→ WHAT IS BEING ASKED
Read the listing below and copy out every line that holds "coordinates".

---*---

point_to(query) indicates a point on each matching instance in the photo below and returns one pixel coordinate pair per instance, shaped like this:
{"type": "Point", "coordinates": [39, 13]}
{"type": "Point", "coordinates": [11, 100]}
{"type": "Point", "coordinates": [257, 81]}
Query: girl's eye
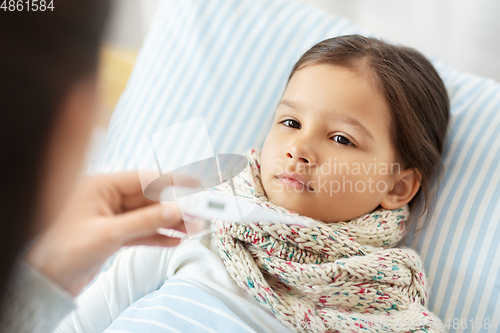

---*---

→ OUTPUT FOR THIS EXERCISE
{"type": "Point", "coordinates": [39, 13]}
{"type": "Point", "coordinates": [11, 100]}
{"type": "Point", "coordinates": [257, 81]}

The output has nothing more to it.